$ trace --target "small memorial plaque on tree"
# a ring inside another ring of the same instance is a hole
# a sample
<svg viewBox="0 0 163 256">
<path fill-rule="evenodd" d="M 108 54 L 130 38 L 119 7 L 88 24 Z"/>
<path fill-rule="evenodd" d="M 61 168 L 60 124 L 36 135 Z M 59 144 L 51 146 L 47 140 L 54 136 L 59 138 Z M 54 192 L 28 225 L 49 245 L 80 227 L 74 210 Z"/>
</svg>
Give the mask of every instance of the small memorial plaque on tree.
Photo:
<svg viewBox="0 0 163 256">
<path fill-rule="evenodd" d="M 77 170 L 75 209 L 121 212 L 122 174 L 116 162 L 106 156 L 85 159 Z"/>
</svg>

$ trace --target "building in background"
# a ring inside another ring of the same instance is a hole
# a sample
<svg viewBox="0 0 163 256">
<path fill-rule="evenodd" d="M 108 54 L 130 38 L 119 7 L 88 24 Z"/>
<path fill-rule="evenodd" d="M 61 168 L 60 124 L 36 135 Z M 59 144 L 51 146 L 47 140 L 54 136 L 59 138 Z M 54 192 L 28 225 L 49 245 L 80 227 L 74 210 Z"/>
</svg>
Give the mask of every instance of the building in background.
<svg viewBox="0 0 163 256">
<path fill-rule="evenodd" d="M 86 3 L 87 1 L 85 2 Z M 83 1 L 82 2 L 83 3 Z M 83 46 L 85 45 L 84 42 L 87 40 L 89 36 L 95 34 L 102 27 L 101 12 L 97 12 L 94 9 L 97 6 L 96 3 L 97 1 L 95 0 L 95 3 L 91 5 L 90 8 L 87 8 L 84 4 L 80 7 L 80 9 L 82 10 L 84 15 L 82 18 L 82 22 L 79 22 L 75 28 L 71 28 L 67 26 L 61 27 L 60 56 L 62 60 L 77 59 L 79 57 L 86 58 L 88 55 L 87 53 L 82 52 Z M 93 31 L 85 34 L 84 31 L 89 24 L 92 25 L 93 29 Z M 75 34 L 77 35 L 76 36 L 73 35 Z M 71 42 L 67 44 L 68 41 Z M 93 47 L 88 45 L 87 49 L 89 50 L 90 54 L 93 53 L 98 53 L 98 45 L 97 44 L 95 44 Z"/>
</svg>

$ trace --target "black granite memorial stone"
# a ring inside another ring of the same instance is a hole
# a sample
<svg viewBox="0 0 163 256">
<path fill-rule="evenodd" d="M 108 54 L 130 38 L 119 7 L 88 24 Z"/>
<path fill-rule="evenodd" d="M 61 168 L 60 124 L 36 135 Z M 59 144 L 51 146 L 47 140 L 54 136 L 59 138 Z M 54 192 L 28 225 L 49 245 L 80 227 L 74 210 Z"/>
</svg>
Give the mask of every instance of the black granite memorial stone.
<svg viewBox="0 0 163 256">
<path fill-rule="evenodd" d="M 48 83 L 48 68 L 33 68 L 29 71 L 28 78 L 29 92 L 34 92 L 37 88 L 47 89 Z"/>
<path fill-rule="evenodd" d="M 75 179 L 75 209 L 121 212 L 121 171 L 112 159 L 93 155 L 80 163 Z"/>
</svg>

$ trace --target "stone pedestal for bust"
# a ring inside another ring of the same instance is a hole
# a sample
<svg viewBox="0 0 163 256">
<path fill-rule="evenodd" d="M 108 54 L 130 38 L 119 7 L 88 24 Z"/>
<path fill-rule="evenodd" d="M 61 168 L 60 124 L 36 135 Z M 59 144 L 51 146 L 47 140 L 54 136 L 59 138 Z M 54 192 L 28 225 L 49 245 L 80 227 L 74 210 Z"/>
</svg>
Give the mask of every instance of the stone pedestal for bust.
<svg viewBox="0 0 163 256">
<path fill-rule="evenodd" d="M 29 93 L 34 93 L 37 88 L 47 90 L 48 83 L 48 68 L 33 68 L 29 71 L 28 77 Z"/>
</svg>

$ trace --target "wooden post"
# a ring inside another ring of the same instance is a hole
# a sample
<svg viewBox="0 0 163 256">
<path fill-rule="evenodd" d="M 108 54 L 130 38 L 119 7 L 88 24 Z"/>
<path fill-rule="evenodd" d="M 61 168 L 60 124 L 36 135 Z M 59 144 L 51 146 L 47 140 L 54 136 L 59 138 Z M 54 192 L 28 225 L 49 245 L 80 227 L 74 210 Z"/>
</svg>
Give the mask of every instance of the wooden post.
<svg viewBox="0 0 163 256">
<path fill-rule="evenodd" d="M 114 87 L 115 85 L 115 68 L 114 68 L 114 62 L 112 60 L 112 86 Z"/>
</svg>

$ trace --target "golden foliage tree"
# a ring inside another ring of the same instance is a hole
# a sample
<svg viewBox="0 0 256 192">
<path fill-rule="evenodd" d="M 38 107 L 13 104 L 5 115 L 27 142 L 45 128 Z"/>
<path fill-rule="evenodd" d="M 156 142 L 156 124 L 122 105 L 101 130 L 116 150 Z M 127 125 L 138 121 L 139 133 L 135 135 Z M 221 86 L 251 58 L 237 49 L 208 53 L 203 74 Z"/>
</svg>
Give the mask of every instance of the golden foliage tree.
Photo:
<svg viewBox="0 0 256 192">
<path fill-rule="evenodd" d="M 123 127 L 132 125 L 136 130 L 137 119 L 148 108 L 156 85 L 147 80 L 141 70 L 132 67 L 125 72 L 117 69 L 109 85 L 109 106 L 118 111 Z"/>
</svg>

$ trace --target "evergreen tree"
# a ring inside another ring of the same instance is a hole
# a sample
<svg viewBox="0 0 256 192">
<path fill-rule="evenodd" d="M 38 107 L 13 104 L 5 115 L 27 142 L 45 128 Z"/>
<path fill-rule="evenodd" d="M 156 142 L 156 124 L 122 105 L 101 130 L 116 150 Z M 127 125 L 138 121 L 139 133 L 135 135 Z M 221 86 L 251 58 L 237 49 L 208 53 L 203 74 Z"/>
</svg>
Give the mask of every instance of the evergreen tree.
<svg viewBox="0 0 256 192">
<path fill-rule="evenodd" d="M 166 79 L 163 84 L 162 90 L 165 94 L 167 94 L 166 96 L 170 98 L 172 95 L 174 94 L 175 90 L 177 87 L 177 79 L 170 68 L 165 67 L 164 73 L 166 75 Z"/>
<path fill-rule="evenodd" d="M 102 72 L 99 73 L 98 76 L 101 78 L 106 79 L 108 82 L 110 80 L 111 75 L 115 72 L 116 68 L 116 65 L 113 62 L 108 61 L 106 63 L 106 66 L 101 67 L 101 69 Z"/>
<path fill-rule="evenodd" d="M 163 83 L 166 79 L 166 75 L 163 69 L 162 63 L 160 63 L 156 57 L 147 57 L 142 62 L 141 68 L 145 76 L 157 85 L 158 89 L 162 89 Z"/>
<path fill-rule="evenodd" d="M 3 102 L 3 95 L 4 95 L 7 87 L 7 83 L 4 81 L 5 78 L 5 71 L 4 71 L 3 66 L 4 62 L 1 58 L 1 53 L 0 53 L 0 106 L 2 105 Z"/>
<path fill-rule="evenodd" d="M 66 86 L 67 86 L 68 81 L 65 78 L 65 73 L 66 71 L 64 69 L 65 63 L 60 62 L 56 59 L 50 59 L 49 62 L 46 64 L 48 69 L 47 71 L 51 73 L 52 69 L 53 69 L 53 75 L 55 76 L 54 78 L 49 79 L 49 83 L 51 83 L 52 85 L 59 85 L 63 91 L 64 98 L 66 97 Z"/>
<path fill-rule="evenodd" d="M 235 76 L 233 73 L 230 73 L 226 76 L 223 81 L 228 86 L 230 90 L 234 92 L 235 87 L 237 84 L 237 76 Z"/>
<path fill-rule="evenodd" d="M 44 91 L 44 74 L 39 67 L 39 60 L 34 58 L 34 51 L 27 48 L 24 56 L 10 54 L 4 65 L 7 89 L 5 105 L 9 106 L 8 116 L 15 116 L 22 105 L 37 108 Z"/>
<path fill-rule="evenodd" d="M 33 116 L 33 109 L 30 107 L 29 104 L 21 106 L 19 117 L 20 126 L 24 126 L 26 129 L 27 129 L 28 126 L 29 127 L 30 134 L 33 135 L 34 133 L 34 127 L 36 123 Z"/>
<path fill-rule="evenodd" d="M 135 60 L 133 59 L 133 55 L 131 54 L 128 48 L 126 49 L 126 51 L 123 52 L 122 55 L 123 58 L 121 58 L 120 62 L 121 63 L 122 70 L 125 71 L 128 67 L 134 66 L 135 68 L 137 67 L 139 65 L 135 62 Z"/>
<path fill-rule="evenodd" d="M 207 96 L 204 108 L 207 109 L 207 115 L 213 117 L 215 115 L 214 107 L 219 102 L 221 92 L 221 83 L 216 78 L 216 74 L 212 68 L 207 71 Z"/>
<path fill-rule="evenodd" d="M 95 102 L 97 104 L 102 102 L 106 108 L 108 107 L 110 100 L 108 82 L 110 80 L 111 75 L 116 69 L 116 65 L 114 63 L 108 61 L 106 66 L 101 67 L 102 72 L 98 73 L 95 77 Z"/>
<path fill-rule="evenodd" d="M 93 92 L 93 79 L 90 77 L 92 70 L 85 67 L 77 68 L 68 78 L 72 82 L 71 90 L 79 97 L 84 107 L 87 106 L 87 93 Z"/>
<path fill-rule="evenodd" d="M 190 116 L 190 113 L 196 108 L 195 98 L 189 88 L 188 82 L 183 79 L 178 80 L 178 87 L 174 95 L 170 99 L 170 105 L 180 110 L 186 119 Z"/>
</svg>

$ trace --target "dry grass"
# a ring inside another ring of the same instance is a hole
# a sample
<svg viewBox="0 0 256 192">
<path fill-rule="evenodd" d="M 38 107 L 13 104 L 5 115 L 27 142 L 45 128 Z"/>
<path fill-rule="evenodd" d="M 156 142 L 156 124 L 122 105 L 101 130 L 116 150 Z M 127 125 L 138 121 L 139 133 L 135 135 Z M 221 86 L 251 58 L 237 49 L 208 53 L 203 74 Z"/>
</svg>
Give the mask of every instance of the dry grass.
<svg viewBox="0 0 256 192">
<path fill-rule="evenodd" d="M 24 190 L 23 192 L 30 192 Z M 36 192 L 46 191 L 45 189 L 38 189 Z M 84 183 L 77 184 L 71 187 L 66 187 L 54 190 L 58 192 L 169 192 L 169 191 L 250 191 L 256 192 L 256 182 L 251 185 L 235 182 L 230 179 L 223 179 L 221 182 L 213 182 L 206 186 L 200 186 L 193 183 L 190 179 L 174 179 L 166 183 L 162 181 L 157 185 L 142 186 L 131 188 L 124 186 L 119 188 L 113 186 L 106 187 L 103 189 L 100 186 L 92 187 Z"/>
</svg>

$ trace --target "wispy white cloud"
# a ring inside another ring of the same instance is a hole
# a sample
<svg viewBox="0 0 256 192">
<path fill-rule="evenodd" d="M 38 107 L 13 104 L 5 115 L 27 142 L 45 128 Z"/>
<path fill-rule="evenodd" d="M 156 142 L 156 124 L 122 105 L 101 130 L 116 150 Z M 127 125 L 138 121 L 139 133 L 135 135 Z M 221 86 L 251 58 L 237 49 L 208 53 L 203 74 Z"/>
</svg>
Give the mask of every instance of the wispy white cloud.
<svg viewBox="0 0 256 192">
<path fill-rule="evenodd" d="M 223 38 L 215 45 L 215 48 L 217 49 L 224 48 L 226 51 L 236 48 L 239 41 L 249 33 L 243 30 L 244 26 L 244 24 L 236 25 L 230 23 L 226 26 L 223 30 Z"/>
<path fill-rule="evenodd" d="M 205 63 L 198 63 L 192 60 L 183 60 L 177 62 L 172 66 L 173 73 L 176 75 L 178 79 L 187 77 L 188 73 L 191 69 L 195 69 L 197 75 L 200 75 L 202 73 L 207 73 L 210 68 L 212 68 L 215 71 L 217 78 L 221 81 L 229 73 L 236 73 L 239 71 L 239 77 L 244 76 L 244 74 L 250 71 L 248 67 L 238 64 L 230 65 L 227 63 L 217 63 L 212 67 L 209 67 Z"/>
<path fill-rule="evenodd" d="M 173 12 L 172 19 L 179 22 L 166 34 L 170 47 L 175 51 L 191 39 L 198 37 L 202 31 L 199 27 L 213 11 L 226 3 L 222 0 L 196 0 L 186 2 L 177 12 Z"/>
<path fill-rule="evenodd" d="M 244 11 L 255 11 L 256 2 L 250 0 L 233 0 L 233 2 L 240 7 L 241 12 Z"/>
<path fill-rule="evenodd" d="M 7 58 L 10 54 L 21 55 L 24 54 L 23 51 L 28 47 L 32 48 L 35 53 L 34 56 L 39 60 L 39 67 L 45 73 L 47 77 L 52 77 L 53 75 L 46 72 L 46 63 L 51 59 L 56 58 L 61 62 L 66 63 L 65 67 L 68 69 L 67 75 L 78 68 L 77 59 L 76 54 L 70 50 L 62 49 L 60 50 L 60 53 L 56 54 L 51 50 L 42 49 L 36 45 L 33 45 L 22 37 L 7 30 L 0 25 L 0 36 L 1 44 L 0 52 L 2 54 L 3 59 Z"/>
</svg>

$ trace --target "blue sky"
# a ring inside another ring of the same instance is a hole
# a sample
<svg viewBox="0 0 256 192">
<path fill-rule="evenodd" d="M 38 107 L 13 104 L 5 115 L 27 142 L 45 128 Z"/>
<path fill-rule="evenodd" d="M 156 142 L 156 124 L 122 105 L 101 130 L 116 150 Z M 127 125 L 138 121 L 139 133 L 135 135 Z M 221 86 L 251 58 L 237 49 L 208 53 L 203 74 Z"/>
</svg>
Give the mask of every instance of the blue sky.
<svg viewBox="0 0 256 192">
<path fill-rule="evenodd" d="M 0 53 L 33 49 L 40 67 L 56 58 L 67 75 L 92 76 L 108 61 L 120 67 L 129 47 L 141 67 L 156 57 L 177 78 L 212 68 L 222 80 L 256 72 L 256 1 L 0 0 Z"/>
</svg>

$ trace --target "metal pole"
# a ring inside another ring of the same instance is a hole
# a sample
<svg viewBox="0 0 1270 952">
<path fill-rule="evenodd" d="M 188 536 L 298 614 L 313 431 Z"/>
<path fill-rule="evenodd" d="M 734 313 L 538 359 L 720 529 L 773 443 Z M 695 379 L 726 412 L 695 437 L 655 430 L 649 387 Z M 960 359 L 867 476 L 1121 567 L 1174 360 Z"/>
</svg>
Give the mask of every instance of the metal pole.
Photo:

§ YOUR INSTRUCTIONS:
Return every line of the material that contains the word "pole".

§ EXERCISE ANSWER:
$ trace --target "metal pole"
Give the mask of every instance of the metal pole.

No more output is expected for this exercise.